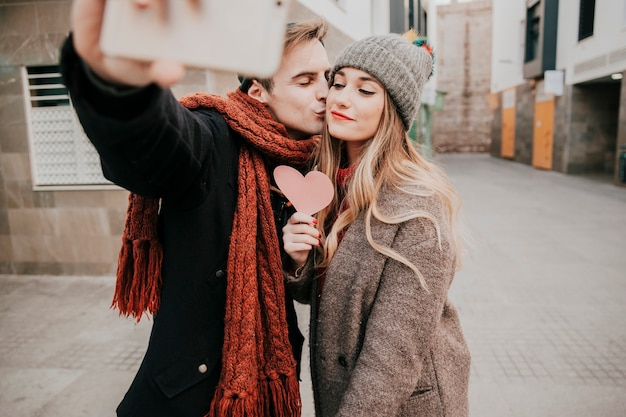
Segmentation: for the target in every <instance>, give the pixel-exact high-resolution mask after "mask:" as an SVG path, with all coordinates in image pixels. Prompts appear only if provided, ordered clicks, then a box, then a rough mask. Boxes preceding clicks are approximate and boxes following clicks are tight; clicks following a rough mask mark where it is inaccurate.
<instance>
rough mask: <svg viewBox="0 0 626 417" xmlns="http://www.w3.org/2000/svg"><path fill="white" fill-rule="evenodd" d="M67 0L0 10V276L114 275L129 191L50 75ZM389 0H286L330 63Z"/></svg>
mask: <svg viewBox="0 0 626 417" xmlns="http://www.w3.org/2000/svg"><path fill="white" fill-rule="evenodd" d="M70 5H71V0H48V1H29V0H20V1H3V2H0V274H73V275H109V274H113V273H115V269H116V260H117V253H118V250H119V247H120V243H121V232H122V229H123V224H124V217H125V211H126V205H127V198H128V192H127V191H126V190H123V189H120V188H119V187H116V186H114V185H112V184H110V183H108V182H107V181H106V180H105V179H104V178H103V176H102V172H101V169H100V165H99V159H98V156H97V154H96V153H95V151H94V150H93V147H91V145H90V144H89V143H88V141H87V140H86V139H85V137H84V134H83V133H82V129H81V128H80V125H79V124H78V122H77V121H76V118H75V116H74V114H73V110H72V108H71V102H70V98H69V97H68V96H67V91H66V90H65V88H64V86H63V85H62V83H61V80H60V77H59V74H58V51H59V47H60V45H61V43H62V41H63V40H64V39H65V37H66V36H67V34H68V31H69V12H70ZM389 10H390V8H389V1H388V0H372V1H362V0H316V1H313V0H302V1H295V0H293V1H292V2H291V4H290V8H289V20H298V19H304V18H310V17H314V16H323V17H325V18H326V19H327V20H328V21H329V23H330V26H331V28H330V31H329V35H328V37H327V41H326V47H327V50H328V53H329V58H330V60H331V62H332V61H333V60H334V59H335V56H336V55H337V54H338V53H339V51H340V50H341V49H342V48H343V47H344V46H345V45H346V44H348V43H349V42H351V41H352V40H354V39H358V38H360V37H362V36H365V35H367V34H370V33H386V32H388V31H389V26H390V18H389V16H390V12H389ZM236 87H237V77H236V74H233V73H227V72H220V71H207V70H198V69H191V70H189V71H188V72H187V74H186V76H185V78H184V79H183V81H182V82H181V83H179V84H178V85H176V86H175V87H174V93H175V95H176V96H181V95H184V94H187V93H190V92H195V91H208V92H212V93H216V94H220V95H223V94H225V93H226V92H227V91H231V90H233V89H234V88H236Z"/></svg>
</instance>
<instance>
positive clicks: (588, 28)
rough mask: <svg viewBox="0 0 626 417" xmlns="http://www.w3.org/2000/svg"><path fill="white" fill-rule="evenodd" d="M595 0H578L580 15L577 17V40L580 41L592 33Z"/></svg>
mask: <svg viewBox="0 0 626 417" xmlns="http://www.w3.org/2000/svg"><path fill="white" fill-rule="evenodd" d="M595 9H596V0H580V15H579V17H578V40H579V41H581V40H583V39H586V38H588V37H590V36H591V35H593V20H594V17H595Z"/></svg>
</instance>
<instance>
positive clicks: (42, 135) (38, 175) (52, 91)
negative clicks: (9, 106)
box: [24, 65, 111, 188]
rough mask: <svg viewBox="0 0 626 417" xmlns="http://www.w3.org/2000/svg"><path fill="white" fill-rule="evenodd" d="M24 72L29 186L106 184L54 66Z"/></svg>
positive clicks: (55, 65)
mask: <svg viewBox="0 0 626 417" xmlns="http://www.w3.org/2000/svg"><path fill="white" fill-rule="evenodd" d="M24 75H25V76H24V80H25V82H24V85H25V90H26V93H27V94H26V96H27V97H29V103H30V105H29V106H27V107H28V108H27V110H28V112H27V114H28V117H29V141H30V145H31V151H30V158H31V169H32V175H33V186H35V187H46V186H62V187H70V188H71V187H75V186H91V185H110V184H111V183H110V182H109V181H108V180H106V179H105V178H104V176H103V174H102V168H101V166H100V158H99V156H98V153H97V152H96V150H95V148H94V147H93V145H92V144H91V142H89V140H88V139H87V137H86V136H85V133H84V132H83V129H82V127H81V125H80V123H79V122H78V119H77V117H76V114H75V112H74V108H73V107H72V105H71V102H70V98H69V95H68V92H67V88H66V87H65V86H64V85H63V82H62V80H61V74H60V73H59V69H58V67H57V66H56V65H51V66H37V67H28V68H26V69H25V74H24Z"/></svg>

···

:: Work request ::
Retype the data above verbatim, minus images.

:: Solution for this exercise ::
Segmentation: for the target in every <instance>, give the pixel-exact high-resolution mask after "mask:" as an SVG path, with all coordinates in image pixels. Prompts appear only if provided, ordered clicks, then a box, then a rough mask. Boxes preceding clicks are approximate and boxes following clicks are tight; clicks following a rough mask mark where it is inaccurate.
<instance>
rough mask: <svg viewBox="0 0 626 417" xmlns="http://www.w3.org/2000/svg"><path fill="white" fill-rule="evenodd" d="M67 0L0 10V276L114 275L129 191L50 75ZM389 0H286L330 63Z"/></svg>
mask: <svg viewBox="0 0 626 417" xmlns="http://www.w3.org/2000/svg"><path fill="white" fill-rule="evenodd" d="M70 5H71V0H48V1H29V0H20V1H3V2H0V274H73V275H109V274H113V273H115V269H116V260H117V253H118V250H119V247H120V243H121V232H122V229H123V224H124V217H125V211H126V205H127V198H128V192H127V191H126V190H123V189H120V188H119V187H116V186H114V185H112V184H110V183H108V182H107V181H106V180H105V179H104V178H103V176H102V172H101V169H100V165H99V159H98V156H97V154H96V153H95V151H94V150H93V147H91V145H90V144H89V143H88V141H87V140H86V139H85V137H84V134H83V133H82V129H81V128H80V125H79V124H78V122H77V121H76V118H75V116H74V114H73V110H72V108H71V102H70V98H69V97H68V96H67V91H66V90H65V88H64V86H63V85H62V83H61V80H60V77H59V74H58V51H59V47H60V45H61V43H62V41H63V40H64V39H65V37H66V36H67V34H68V31H69V12H70ZM389 10H390V8H389V1H388V0H372V1H362V0H316V1H313V0H302V1H295V0H293V1H292V2H291V4H290V8H289V20H298V19H304V18H310V17H314V16H323V17H325V18H326V19H327V20H328V21H329V23H330V26H331V28H330V31H329V35H328V37H327V41H326V47H327V50H328V53H329V58H330V60H331V62H332V61H333V60H334V59H335V56H336V55H337V54H338V53H339V51H340V50H341V49H342V48H343V47H344V46H345V45H346V44H348V43H349V42H351V41H352V40H354V39H358V38H360V37H362V36H365V35H367V34H370V33H386V32H388V31H389V26H390V18H389V16H390V12H389ZM236 87H237V77H236V74H233V73H227V72H220V71H207V70H198V69H191V70H189V71H188V72H187V74H186V76H185V78H184V79H183V81H182V82H181V83H179V84H178V85H176V86H175V87H174V93H175V95H176V96H181V95H184V94H187V93H190V92H195V91H208V92H212V93H216V94H220V95H223V94H225V93H226V92H227V91H231V90H233V89H234V88H236Z"/></svg>
</instance>
<instance>
positive clicks: (588, 28)
rough mask: <svg viewBox="0 0 626 417" xmlns="http://www.w3.org/2000/svg"><path fill="white" fill-rule="evenodd" d="M595 0H578L580 15L577 17V40L580 41L592 33Z"/></svg>
mask: <svg viewBox="0 0 626 417" xmlns="http://www.w3.org/2000/svg"><path fill="white" fill-rule="evenodd" d="M595 9H596V0H580V15H579V17H578V40H579V41H581V40H583V39H586V38H588V37H590V36H591V35H593V20H594V17H595Z"/></svg>
</instance>
<instance>
positive clicks: (42, 135) (38, 175) (52, 91)
negative clicks: (9, 106)
box: [24, 65, 111, 188]
rough mask: <svg viewBox="0 0 626 417" xmlns="http://www.w3.org/2000/svg"><path fill="white" fill-rule="evenodd" d="M24 72L29 186L106 184L54 66Z"/></svg>
positive clicks: (55, 65)
mask: <svg viewBox="0 0 626 417" xmlns="http://www.w3.org/2000/svg"><path fill="white" fill-rule="evenodd" d="M24 75H25V76H24V80H25V82H24V85H25V90H26V93H27V94H26V96H27V97H29V103H30V105H29V106H27V107H28V108H27V110H28V112H27V114H28V117H29V141H30V145H31V151H30V158H31V169H32V175H33V186H35V187H46V186H62V187H70V188H71V187H75V186H91V185H110V184H111V183H110V182H109V181H108V180H106V179H105V178H104V176H103V174H102V168H101V166H100V158H99V156H98V153H97V152H96V150H95V148H94V147H93V145H92V144H91V142H89V140H88V139H87V137H86V136H85V133H84V132H83V129H82V127H81V125H80V123H79V122H78V119H77V117H76V114H75V112H74V108H73V107H72V105H71V102H70V98H69V95H68V92H67V88H66V87H65V86H64V85H63V82H62V80H61V74H60V73H59V69H58V67H57V66H56V65H51V66H37V67H28V68H26V69H25V74H24Z"/></svg>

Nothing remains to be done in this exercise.